[DOCUMENT PASSAGE]:

--- START ---

Acquiescence Ruling (AR) 97-4(9), 1997 WL 742758, at *3. In accordance with Agency regulations, the ALJ found that the denial of Plaintiff's prior claims warranted a presumption of continuing nondisability, and that Plaintiff did not rebut this presumption. AR 17.
Plaintiff argues that this was error because the evidence of the prior decision was not proffered to Plaintiff at the administrative hearing, and because Plaintiff's circumstances changed after the date of the prior denial of benefits. ECF 17, at *7. Any error in the ALJ's application of the presumption of continuing nondisability, however, was harmless because the ALJ also performed the sequential analysis and evaluated Plaintiff's RFC based on the current medical record. AR 16-27. See Cha Yang v. Comm'r, 488 Fed.Appx. 203, 204 (9th Cir. 2012) (unpublished) (concluding that the ALJ erred by failing to consider the claimant's changed circumstances, but that the error was harmless because “the ALJ in fact weighed [the] medical evidence”); Conrad v.Berryhill, 2018 WL 437460, at *4 (C.D. Cal. Jan. 16, 2018) (finding harmless error because “[t]he ALJ did not in fact adopt the prior ALJ's RFC determination; he independently reviewed medical evidence from after the [prior] decision and used that evidence in determining Plaintiff's RFC after finding that she had established new severe impairments.”); see also Molina v. Astrue, 674 F.3d 1104, 1115 (9th Cir. 2012) (An ALJ's error is harmless where it is “‘inconsequential to the ultimate nondisability determination.'” (quoting Carmickle v. Comm'r, 533 F.3d 1155, 1162 (9th Cir. 2008)). In sum, because the ALJ performed the sequential evaluation process, the Court concludes that the ALJ's application of the presumption of nondisability does not constitute reversible error.

--- END ---

[WORK INSTRUCTION A]:
For each statement about the court excerpt, answer yes or no and quote the exact words from the excerpt that decide it. (i) The ALJ found that Plaintiff rebutted the presumption of continuing nondisability. (ii) The ALJ evaluated Plaintiff's RFC based on the current medical record. (iii) The Court concludes that applying the presumption of nondisability is reversible error.
[WORK INSTRUCTION B]:
Please write out, word for word, the part of the court excerpt that opens with the words containing "Acquiescence Ruling (AR)" and closes with "presumption. AR 17.".

[EXCERPTED DATA]:

--- START ---

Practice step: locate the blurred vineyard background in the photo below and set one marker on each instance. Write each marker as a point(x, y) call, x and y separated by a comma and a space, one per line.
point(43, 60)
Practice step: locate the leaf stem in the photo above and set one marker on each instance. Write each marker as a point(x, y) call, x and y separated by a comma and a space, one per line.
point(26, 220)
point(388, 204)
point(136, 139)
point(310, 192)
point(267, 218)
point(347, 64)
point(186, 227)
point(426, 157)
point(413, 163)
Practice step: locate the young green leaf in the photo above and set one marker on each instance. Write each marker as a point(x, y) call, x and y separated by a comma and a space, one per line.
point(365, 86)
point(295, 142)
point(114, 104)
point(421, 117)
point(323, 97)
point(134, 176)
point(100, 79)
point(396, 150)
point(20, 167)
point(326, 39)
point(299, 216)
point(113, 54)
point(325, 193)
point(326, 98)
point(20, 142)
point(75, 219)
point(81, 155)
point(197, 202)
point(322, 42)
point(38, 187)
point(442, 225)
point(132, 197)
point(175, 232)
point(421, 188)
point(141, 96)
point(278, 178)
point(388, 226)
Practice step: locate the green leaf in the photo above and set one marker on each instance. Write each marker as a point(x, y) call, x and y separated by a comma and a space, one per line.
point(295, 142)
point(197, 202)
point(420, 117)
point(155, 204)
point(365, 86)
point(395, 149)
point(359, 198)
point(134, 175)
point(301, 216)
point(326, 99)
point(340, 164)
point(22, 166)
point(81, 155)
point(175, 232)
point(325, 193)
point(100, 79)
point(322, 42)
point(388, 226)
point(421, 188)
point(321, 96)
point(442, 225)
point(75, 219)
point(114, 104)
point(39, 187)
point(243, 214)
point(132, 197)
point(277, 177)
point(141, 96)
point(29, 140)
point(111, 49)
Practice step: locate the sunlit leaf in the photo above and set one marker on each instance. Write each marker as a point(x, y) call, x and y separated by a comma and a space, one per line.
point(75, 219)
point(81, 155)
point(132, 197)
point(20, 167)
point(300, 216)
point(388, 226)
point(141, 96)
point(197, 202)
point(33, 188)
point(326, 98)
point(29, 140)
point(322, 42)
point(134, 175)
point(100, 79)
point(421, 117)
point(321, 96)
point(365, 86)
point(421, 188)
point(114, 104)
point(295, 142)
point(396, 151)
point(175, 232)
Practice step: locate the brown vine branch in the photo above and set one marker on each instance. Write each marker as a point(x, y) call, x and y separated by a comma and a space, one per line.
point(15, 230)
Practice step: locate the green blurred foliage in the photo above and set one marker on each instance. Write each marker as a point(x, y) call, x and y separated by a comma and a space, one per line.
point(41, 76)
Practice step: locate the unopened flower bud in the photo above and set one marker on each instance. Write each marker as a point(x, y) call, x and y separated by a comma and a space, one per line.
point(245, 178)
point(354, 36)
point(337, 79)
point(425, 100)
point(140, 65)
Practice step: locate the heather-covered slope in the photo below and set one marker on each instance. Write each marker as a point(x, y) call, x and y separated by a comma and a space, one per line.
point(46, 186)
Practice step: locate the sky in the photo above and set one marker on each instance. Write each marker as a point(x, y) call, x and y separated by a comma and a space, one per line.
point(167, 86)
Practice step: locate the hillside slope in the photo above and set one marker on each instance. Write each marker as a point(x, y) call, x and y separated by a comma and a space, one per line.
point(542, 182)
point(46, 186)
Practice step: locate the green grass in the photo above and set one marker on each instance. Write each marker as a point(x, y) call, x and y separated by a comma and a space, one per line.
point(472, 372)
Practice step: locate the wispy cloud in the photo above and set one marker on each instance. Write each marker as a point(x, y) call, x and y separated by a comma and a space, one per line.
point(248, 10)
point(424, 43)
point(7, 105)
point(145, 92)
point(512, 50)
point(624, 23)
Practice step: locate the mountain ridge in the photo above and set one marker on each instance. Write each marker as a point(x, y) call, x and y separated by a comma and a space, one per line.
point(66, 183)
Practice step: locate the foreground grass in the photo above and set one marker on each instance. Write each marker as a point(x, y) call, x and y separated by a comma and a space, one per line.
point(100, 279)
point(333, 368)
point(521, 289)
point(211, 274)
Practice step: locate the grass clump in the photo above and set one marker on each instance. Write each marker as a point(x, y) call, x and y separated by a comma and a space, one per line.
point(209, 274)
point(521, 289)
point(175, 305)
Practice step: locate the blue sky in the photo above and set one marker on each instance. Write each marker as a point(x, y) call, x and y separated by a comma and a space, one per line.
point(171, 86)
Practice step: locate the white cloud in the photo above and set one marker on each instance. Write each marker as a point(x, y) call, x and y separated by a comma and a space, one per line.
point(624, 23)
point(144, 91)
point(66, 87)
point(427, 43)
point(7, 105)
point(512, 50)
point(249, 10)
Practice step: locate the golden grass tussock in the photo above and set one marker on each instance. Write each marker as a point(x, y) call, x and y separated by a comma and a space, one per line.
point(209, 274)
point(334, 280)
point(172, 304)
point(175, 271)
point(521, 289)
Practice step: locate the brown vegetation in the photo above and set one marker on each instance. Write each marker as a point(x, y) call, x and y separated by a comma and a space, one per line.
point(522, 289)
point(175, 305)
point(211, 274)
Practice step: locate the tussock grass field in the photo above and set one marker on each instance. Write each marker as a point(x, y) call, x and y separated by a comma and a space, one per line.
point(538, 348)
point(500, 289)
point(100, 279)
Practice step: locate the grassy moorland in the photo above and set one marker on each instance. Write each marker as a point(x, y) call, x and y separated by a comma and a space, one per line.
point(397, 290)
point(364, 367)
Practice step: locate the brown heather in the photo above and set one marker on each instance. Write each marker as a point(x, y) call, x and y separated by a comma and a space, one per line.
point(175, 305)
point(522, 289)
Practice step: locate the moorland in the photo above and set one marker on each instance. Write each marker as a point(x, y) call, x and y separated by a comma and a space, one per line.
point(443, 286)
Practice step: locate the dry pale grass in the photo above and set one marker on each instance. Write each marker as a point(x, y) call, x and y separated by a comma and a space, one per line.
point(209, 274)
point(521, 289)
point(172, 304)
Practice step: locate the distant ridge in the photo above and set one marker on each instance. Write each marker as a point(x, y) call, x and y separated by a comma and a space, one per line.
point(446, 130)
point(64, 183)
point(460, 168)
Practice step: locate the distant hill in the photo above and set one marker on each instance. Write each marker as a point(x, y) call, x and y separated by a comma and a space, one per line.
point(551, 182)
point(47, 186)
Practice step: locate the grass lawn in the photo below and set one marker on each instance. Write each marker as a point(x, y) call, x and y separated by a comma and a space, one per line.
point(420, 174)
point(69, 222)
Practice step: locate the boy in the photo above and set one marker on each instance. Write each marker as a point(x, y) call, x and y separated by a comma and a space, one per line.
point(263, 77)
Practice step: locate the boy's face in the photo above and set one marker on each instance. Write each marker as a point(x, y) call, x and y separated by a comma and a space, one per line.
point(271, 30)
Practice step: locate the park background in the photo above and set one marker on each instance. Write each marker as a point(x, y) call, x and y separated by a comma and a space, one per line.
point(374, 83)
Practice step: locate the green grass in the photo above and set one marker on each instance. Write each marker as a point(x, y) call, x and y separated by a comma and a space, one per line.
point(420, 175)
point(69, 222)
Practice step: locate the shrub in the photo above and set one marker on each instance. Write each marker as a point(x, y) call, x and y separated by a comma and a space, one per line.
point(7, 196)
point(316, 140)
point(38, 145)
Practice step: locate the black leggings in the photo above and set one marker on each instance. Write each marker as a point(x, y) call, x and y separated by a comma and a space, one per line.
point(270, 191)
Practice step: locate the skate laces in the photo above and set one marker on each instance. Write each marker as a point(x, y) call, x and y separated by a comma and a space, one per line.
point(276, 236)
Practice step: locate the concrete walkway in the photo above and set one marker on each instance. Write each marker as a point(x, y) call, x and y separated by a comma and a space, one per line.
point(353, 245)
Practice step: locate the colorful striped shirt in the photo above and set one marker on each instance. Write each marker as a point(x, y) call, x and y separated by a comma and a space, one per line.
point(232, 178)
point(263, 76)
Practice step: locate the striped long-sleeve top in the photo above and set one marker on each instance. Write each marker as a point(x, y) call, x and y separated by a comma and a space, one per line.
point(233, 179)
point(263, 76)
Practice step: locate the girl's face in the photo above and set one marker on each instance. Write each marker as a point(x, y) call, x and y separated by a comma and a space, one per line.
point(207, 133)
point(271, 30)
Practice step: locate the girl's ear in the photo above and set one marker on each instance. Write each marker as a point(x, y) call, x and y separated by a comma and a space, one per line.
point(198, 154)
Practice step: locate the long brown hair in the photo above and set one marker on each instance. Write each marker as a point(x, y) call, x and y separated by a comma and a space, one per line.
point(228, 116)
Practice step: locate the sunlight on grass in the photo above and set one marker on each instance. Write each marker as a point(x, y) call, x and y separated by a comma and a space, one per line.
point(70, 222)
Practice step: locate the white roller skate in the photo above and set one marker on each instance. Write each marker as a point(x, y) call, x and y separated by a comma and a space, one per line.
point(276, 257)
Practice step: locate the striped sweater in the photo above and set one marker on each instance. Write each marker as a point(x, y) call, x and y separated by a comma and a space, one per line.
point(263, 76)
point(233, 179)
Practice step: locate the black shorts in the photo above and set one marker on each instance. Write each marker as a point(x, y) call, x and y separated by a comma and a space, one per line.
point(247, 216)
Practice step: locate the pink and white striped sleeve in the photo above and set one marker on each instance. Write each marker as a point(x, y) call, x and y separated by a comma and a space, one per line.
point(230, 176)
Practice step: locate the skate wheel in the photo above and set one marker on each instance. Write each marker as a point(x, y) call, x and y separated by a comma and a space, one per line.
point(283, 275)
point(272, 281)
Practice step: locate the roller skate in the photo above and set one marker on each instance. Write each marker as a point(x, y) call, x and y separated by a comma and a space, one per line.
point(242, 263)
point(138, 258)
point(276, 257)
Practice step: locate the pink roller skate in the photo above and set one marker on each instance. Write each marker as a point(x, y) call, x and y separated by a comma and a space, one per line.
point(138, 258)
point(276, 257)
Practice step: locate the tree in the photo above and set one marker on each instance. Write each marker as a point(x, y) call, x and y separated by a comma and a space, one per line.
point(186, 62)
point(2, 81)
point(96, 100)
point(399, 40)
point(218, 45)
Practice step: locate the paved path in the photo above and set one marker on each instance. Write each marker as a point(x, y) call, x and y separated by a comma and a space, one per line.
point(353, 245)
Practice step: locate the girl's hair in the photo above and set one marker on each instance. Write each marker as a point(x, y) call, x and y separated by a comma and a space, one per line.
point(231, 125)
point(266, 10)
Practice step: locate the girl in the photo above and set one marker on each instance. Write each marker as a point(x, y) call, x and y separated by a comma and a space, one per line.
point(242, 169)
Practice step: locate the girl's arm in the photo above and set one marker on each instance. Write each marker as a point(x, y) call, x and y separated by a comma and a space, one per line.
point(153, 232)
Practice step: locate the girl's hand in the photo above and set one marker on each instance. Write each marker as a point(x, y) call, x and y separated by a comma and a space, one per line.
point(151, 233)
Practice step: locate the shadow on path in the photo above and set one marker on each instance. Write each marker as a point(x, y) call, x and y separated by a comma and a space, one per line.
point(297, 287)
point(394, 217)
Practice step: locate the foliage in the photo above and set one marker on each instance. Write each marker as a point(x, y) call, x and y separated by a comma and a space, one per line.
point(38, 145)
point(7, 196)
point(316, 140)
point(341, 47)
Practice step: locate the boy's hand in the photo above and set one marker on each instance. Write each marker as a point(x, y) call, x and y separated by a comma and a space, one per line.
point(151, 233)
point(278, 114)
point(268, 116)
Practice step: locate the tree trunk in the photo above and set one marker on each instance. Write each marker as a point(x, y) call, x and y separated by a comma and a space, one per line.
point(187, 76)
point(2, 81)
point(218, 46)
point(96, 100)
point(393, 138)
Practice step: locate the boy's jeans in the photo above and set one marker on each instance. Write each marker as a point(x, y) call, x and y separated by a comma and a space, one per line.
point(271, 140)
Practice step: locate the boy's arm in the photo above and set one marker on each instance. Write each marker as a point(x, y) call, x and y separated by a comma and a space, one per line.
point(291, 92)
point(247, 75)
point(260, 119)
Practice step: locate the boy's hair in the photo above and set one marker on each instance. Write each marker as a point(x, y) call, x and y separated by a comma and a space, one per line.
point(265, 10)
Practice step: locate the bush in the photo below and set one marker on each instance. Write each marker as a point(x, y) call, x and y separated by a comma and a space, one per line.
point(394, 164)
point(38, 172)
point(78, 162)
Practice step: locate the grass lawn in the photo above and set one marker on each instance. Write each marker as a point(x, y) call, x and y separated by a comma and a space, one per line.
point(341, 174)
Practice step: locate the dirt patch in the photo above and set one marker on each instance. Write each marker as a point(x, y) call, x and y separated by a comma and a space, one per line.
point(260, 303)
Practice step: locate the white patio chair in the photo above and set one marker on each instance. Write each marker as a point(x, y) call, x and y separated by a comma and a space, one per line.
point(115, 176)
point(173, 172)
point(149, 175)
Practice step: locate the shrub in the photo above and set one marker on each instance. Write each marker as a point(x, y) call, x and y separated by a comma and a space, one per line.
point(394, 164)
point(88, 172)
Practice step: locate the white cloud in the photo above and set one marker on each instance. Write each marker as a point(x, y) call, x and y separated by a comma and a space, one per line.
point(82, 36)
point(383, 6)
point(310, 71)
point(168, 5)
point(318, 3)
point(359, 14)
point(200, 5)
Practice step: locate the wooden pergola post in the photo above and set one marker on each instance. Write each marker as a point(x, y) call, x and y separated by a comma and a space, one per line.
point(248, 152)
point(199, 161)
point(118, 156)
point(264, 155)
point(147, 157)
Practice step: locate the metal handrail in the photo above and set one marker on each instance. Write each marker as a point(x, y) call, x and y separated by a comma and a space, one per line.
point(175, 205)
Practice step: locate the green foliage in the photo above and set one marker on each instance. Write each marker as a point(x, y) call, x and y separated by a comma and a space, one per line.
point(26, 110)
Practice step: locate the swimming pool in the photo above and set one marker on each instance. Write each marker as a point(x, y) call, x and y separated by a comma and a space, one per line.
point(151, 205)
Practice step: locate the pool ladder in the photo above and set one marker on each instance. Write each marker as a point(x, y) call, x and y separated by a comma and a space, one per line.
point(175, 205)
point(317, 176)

--- END ---

[YOUR SOLUTION A]:
(i) No: "and that Plaintiff did not rebut this presumption."
(ii) Yes: "the ALJ also performed the sequential analysis and evaluated Plaintiff's RFC based on the current medical record."
(iii) No: "the ALJ's application of the presumption of nondisability does not constitute reversible error."

[YOUR SOLUTION B]:
Acquiescence Ruling (AR) 97-4(9), 1997 WL 742758, at *3. In accordance with Agency regulations, the ALJ found that the denial of Plaintiff's prior claims warranted a presumption of continuing nondisability, and that Plaintiff did not rebut this presumption. AR 17.